How is the theme of loss presented in Out Out and Disabled

In Robert Frost's poem "Out, Out--" loss has many meanings. First, the boy sawing wood feels the loss of his free time and his freedom when he isn't dismissed a half hour early from work. As Frost writes, "Call it a day, I wish they might have said / To please the boy by giving him the half hour / That a boy counts so much when saved from work."

The boy loses this vital half hour, and it is then that he loses his hand. Suddenly, with the loss of his hand, the boy knows that he has lost all the promise of his young life. As Frost writes, "He saw all spoiled." The boy fears losing his land and sadly loses his life.

Frost's poem details a series of losses that build to the loss of life. The boy first loses his freedom and then his hand and then his life.

There is a connection between the loss of the boy's freedom and youth while working in a mill and the subsequent loss of his life, implying that once the boy goes to work cutting wood, he has begun to lose his vital youth and that everything soon will be taken away from him, including his life.

* * * * * * * * *

§ Given task 1
In the essay excerpt on loss, the sentence starting "The boy first loses" names a sequence of losses. List them in the order given.

§ Data for the task
* * * * * * * * *

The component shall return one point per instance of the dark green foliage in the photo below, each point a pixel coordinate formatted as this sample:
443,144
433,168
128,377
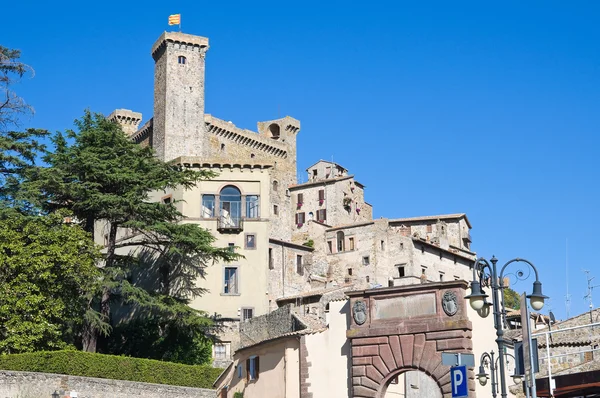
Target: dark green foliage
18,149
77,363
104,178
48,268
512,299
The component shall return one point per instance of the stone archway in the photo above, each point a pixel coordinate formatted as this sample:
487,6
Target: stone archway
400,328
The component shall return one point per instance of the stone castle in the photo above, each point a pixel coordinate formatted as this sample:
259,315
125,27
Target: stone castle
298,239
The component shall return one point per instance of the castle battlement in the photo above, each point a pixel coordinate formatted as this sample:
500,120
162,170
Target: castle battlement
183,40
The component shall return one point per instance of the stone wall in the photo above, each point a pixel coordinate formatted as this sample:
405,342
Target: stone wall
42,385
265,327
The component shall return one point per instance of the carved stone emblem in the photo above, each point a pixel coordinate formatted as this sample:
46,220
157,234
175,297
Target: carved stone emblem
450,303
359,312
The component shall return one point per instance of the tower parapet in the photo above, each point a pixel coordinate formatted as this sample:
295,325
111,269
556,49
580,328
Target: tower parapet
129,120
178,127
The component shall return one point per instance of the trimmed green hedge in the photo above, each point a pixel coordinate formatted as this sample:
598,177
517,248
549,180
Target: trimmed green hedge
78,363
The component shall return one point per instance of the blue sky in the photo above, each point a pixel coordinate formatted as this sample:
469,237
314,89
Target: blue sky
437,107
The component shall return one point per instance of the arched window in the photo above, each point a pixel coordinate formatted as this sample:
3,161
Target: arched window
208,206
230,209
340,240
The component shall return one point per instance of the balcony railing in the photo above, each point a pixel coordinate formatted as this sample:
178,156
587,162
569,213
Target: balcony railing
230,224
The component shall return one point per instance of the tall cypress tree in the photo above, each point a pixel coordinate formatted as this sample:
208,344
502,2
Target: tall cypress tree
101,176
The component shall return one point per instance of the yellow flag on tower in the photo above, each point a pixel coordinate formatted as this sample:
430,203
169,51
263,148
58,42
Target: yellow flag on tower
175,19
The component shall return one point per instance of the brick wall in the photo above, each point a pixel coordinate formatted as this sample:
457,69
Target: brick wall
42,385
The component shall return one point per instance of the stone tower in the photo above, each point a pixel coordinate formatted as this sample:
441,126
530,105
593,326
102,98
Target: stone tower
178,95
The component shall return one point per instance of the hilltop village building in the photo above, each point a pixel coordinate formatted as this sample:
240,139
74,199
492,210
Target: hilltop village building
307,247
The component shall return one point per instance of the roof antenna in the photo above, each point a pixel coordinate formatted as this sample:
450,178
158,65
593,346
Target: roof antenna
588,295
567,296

* * * * * * * * *

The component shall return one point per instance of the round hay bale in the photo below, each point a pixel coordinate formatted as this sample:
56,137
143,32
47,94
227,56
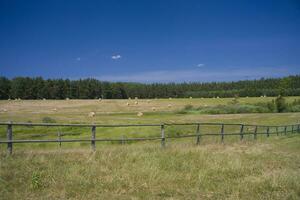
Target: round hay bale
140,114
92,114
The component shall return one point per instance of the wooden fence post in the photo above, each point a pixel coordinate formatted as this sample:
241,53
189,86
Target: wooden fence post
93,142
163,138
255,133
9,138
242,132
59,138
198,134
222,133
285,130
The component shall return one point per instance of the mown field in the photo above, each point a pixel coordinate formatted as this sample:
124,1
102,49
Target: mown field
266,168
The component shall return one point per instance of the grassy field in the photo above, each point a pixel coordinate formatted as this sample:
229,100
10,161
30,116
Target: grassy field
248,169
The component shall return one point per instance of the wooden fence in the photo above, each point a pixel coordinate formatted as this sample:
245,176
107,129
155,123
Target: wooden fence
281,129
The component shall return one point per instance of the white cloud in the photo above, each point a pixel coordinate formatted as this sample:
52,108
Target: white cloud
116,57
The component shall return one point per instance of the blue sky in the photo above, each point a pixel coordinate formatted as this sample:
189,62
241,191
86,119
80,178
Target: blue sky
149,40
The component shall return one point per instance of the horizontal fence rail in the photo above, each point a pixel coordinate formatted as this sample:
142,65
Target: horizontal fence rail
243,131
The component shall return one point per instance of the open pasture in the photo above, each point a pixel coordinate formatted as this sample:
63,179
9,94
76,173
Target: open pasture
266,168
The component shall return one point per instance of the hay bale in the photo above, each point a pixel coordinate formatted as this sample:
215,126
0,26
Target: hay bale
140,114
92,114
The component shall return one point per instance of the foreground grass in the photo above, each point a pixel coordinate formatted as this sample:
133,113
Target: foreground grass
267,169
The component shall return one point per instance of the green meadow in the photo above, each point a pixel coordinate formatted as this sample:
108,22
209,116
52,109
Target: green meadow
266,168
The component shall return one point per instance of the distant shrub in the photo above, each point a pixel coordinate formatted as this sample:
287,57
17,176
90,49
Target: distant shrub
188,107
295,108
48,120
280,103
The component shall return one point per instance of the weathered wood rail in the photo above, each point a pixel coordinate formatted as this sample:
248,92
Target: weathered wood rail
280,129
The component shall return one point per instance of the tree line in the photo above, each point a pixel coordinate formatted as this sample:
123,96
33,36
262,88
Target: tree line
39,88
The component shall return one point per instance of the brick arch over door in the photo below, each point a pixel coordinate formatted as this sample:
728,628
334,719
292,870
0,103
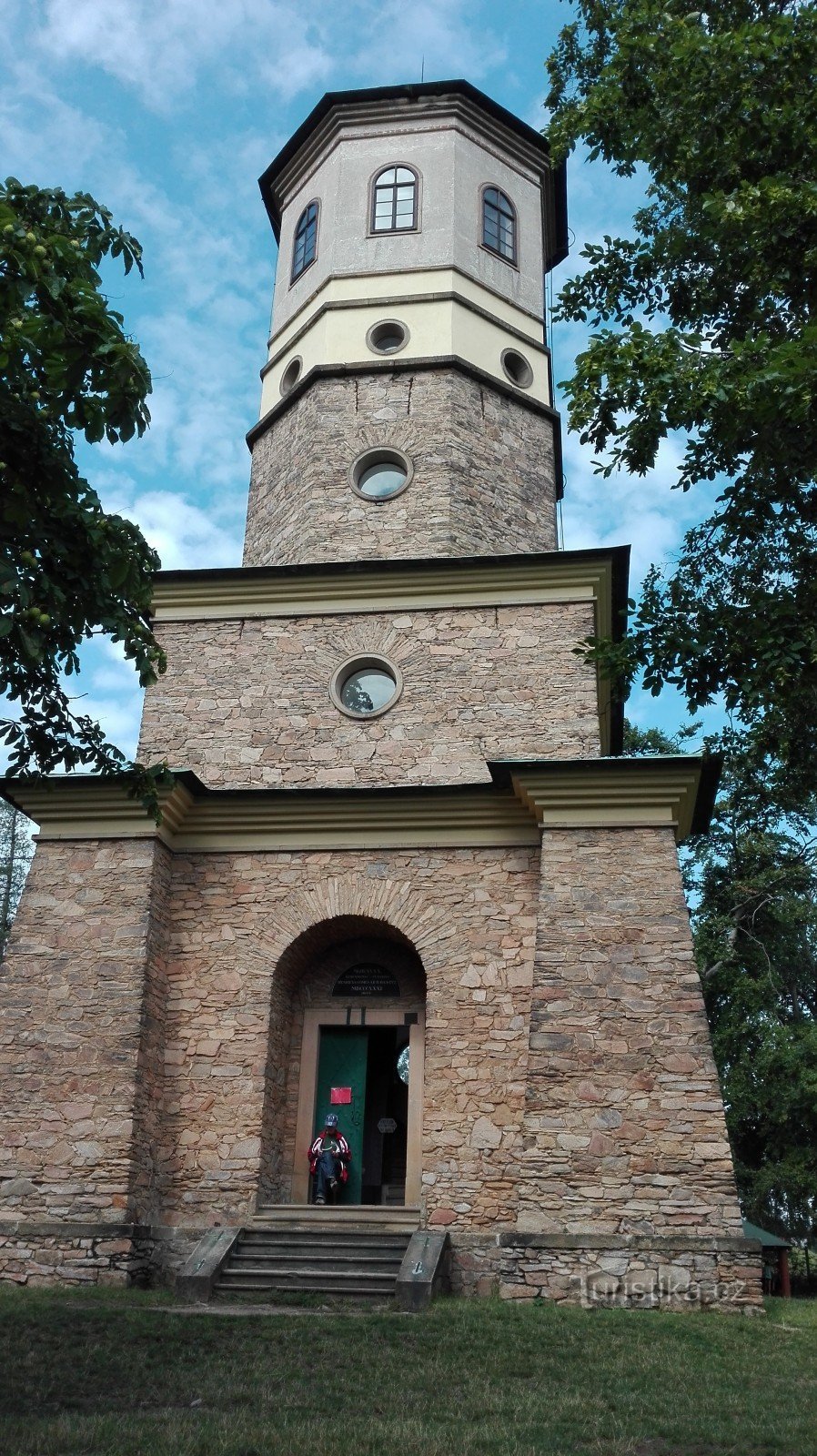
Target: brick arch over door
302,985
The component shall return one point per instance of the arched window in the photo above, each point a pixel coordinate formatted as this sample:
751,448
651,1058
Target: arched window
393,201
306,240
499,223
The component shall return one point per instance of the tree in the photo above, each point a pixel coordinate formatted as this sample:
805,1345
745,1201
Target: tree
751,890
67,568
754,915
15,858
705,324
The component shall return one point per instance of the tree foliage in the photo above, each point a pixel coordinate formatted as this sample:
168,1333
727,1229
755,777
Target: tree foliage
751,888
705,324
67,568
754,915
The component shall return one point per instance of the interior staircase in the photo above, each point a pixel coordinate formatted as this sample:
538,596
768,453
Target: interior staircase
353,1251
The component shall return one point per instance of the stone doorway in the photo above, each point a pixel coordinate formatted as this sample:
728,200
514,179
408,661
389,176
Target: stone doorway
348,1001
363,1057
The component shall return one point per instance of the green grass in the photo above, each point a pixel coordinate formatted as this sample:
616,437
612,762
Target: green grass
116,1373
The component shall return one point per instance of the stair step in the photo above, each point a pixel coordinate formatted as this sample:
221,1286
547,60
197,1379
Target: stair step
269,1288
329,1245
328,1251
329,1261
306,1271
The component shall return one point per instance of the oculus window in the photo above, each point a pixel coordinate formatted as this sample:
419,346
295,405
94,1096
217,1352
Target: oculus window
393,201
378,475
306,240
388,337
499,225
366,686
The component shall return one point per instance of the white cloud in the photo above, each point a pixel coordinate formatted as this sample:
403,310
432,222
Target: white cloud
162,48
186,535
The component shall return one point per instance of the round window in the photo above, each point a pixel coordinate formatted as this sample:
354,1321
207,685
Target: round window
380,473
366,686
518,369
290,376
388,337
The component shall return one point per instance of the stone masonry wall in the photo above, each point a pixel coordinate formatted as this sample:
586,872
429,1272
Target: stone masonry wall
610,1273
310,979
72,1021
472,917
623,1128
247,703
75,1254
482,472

* * * * * * * * *

§ Given task 2
Keep only the lines of the records that contain the word "distant".

§ Output 1
1. His freedom
2. His hand
3. His life

§ Output 2
The component shall return one point per instance of the distant shrub in the photo above, each point a pixel coordinate formatted as this sample:
Target: distant shrub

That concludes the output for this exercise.